Data section
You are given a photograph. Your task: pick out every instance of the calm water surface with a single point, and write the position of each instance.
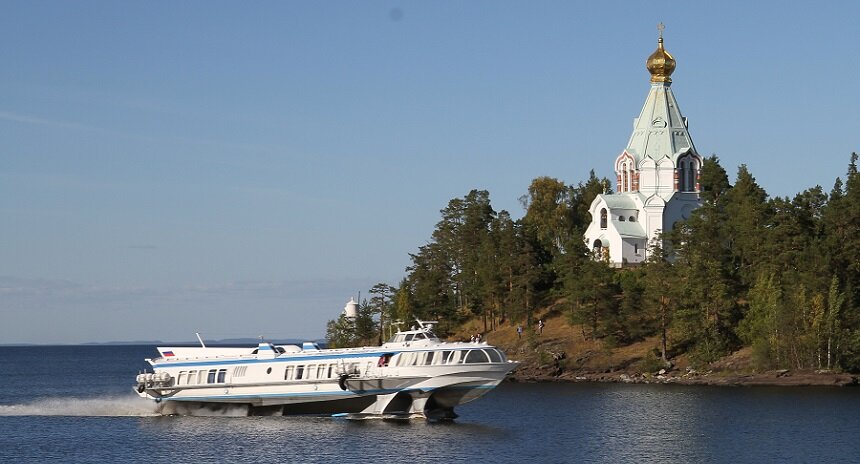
(74, 404)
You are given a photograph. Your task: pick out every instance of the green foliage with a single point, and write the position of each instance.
(780, 275)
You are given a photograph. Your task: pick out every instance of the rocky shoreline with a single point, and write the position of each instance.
(780, 378)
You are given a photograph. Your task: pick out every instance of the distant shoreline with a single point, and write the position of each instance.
(777, 378)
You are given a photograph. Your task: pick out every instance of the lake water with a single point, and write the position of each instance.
(74, 404)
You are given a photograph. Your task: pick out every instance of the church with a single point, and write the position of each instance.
(657, 175)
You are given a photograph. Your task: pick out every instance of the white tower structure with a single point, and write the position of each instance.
(351, 309)
(657, 175)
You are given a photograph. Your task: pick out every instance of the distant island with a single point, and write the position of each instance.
(748, 286)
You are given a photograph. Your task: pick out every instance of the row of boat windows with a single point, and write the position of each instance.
(201, 377)
(330, 371)
(315, 371)
(429, 358)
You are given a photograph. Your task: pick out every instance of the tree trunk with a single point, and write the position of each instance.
(663, 329)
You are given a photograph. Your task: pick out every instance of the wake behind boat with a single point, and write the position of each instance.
(414, 374)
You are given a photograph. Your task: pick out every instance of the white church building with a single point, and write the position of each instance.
(657, 175)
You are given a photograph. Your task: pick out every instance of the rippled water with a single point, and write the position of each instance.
(75, 405)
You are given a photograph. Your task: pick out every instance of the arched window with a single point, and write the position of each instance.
(625, 178)
(688, 167)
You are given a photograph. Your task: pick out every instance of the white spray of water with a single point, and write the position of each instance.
(104, 407)
(182, 408)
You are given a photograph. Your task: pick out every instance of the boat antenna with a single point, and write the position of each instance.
(200, 338)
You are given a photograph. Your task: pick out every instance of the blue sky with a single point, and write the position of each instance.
(242, 169)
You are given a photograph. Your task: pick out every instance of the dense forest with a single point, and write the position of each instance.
(780, 275)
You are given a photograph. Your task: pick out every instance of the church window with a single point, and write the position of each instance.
(687, 167)
(625, 178)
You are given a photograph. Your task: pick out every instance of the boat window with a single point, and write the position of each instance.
(477, 356)
(494, 355)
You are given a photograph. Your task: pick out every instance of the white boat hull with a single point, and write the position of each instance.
(426, 379)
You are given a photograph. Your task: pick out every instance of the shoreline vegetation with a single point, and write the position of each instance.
(749, 290)
(559, 355)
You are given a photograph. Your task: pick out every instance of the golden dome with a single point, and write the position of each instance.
(661, 63)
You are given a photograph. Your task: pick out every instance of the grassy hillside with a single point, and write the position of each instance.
(562, 353)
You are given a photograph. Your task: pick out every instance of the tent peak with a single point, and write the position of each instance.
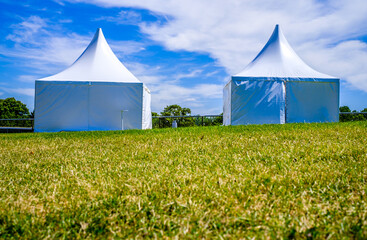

Exercise brief
Print all of the records above verbatim, with the pictures omitted.

Finished answer
You are given a photograph. Your task: pick out every instance of the calm water surface with a single point, and write the position of each instance.
(74, 404)
You are given a photograph. Your task: pick out every instance of the green foliage with a single point, and write the position of each instance.
(780, 275)
You are given a photograph. Your task: pick out every instance of the rocky shoreline with a single point, and write the position of each instance.
(780, 378)
You are given a photograph. Your task: pick out every instance of the distant shoreline with a single point, and write the position of each instance.
(777, 378)
You are given a photograph. Your task: pick out every instance of the lake water with a single point, and write the position of each instance.
(74, 404)
You are given a photograph. Your task: pick out every instance of the church with a single point, and write the position of each instance.
(657, 175)
You are given a photograph. Your task: pick out every instance of the white tower structure with a single point, and write the position of each instance.
(351, 309)
(657, 175)
You are given a photograph. Your task: pick out every instance of the distant island with a single point, and write the position of each instance.
(748, 286)
You are given a photograph. Your task: pick out every instance of the row of boat windows with a single point, and write the position of each instance.
(201, 377)
(330, 371)
(315, 371)
(429, 358)
You are given a photograph. Your task: pick out every instance of the tree trunk with a single point, and write the position of each instance.
(663, 329)
You are given a photograph. Your task: pick out every instance of the wake behind boat with a single point, and write the position of each instance.
(414, 374)
You are given a photograph. Your task: pick out every instance of the white church building with a single point, and write the position of each instance.
(657, 175)
You are given a photograph. Your task: pick out every instance of the rippled water with a single point, and write the position of each instance.
(75, 405)
You are given a photograph. Your task: pick out every instance of the arched window with a single point, and write the position of each instance.
(625, 178)
(688, 167)
You are given a photograph. Your task: pick out every instance of the white spray of water with a single point, and write the position of each instance.
(104, 407)
(182, 408)
You are given a photograph. Your task: pick out every instance of the boat antenna with a single point, and write the position of each instance.
(200, 338)
You are given a photograph. Your task: pick out every instance of the blue sky with a single point, and write the position of each instance.
(242, 169)
You are given a photograph. Your task: pick out every instance of the dense forest with a single point, and write the position of each instance.
(780, 275)
You are given a photograph. Your task: pick out every instance of the church window with a single point, and write the position of each instance.
(687, 167)
(625, 178)
You are given a photograph. Your task: pick out every instance of the boat window with a single point, and write the position of each instance.
(477, 356)
(494, 355)
You are given a photograph. Your task: pick out every instance of the white boat hull with a single point, and write the position of each instance.
(426, 379)
You are given a photograph. Your task: pick out every instance of the shoreline vegetation with a single point, and write the position of each instance.
(749, 290)
(559, 355)
You are given a photograph. Your task: pick out every instance of the golden dome with a single point, and write the position of each instance.
(661, 63)
You are given a photograph. Your task: pick out every instance of the grassy hillside with a single point, and write the position of each instance.
(562, 353)
You are given a photograph. Your task: pick out every instance of the tent peak with a single point, and write the position of each instance.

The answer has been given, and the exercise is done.